Entries from a point annotation set>
===============

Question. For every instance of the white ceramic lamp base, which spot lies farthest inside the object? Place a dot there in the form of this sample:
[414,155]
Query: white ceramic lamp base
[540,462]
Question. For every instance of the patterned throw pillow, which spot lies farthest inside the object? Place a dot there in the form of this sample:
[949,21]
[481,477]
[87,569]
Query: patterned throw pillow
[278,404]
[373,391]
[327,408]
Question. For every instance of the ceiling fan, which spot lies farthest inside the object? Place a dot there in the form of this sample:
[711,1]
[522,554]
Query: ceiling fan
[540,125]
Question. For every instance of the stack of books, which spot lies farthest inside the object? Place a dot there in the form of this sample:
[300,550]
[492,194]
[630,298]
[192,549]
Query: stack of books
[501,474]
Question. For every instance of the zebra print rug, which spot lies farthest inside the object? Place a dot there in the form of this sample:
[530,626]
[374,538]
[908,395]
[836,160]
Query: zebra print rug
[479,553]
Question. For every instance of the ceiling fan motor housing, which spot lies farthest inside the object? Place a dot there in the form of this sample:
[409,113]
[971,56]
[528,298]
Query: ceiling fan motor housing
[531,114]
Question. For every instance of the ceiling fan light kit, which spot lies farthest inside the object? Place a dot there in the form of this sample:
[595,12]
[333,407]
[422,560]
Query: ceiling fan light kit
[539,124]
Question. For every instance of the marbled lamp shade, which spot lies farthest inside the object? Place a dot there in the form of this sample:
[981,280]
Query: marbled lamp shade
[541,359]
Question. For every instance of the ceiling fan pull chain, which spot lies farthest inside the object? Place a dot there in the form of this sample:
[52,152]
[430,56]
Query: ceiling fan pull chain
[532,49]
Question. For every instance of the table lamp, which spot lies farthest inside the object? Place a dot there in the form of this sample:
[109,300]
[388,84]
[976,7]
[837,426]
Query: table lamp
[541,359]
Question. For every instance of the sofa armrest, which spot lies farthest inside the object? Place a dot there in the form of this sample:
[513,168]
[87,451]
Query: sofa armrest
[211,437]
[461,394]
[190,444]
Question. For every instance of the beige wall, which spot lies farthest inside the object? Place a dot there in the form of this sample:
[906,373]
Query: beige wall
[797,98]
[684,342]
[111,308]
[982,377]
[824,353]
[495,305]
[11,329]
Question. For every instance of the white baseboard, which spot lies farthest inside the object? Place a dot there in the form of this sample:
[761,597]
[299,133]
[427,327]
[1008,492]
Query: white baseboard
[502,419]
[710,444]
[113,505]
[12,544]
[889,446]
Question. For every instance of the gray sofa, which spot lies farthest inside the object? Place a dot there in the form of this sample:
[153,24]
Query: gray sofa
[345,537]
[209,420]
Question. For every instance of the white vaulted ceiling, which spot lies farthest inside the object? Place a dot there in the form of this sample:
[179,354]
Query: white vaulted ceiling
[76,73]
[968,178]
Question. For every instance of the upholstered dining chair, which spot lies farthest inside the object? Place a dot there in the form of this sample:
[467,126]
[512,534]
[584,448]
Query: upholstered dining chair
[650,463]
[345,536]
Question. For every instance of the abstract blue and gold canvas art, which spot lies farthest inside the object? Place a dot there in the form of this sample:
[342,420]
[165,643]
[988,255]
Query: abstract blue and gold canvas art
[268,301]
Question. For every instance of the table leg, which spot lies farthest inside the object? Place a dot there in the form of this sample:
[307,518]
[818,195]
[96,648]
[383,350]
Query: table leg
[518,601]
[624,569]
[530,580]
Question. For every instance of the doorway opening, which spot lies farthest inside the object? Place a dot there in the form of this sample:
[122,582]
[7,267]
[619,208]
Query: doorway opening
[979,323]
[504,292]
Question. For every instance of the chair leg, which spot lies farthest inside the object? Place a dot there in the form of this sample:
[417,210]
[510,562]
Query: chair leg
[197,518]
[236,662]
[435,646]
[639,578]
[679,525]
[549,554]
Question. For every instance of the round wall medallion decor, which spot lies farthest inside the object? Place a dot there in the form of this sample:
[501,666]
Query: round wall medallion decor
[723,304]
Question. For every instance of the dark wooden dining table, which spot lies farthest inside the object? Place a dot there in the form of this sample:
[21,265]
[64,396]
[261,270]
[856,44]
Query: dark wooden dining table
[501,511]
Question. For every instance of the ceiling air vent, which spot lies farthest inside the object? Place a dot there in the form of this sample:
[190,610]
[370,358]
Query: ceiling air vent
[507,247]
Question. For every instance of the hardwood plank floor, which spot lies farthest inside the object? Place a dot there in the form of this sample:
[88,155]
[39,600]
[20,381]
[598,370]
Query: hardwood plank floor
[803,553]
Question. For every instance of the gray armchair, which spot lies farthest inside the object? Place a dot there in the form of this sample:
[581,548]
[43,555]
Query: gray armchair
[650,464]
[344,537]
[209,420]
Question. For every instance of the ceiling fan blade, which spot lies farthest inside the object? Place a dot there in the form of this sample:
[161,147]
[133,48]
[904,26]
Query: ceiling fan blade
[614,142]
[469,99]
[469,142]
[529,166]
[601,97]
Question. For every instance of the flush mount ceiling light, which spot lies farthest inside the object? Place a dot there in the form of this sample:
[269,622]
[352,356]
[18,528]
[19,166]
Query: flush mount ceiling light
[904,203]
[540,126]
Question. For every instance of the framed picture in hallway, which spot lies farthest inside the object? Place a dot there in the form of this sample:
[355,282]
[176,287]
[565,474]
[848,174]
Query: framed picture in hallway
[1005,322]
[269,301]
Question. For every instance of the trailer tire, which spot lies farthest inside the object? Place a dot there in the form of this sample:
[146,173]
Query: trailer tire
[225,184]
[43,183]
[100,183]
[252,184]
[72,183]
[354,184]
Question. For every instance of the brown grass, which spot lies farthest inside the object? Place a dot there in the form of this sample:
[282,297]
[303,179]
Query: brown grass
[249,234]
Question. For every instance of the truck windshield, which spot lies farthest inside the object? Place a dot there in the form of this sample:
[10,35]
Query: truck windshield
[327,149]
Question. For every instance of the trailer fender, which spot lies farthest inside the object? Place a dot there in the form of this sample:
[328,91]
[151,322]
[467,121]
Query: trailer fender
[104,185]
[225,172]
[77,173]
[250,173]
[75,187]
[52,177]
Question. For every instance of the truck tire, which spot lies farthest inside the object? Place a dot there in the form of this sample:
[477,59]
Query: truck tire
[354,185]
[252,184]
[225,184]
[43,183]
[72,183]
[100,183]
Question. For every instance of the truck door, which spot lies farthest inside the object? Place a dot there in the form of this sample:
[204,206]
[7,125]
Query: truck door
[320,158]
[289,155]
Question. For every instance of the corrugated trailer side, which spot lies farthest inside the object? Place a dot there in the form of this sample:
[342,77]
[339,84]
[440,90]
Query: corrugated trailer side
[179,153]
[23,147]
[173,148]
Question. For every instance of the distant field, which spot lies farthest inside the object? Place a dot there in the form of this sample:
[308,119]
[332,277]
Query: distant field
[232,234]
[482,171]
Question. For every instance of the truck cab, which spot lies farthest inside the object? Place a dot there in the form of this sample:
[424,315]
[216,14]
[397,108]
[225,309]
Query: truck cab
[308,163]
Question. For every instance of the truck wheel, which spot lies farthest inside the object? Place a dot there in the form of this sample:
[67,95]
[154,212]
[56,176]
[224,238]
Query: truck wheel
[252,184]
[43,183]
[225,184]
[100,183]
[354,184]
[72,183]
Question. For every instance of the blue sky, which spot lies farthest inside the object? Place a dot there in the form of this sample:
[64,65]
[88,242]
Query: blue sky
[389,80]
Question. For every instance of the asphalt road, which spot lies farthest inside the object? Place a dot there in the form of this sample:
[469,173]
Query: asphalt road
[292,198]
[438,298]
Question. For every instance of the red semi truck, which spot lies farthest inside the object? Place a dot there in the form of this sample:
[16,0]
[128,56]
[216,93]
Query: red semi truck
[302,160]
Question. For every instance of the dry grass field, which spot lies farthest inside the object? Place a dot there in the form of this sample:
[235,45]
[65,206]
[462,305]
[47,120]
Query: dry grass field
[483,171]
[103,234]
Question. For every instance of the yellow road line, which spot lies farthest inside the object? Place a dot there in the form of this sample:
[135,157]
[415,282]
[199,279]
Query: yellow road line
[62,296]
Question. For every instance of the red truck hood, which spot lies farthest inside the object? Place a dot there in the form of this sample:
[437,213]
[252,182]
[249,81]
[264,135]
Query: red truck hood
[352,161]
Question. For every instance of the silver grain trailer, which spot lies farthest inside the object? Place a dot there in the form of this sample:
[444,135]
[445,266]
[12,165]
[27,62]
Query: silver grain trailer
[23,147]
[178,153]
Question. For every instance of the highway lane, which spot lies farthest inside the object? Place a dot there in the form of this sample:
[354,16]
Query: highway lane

===============

EXERCISE AIM> Reproduce nothing but the lines from the line containing "Question. For every instance of the red truck" to the last line of the data, each exactly as written.

RESULT>
Question. For every instance of the red truck hood, which spot lies farthest inside the object? Place a dot there in the form of this sample:
[437,213]
[252,182]
[249,81]
[264,135]
Query: red truck hood
[352,161]
Question. For every instance of the silver grain trailer, which spot lies farthest inside the object? Place a dot there in the form of this sample:
[444,135]
[445,266]
[12,165]
[27,62]
Query: silver grain trailer
[23,147]
[178,153]
Question. For every instance of the highway lane, which spot lies farthest inside the object? Place a dot there in the form of this sample:
[354,16]
Query: highway lane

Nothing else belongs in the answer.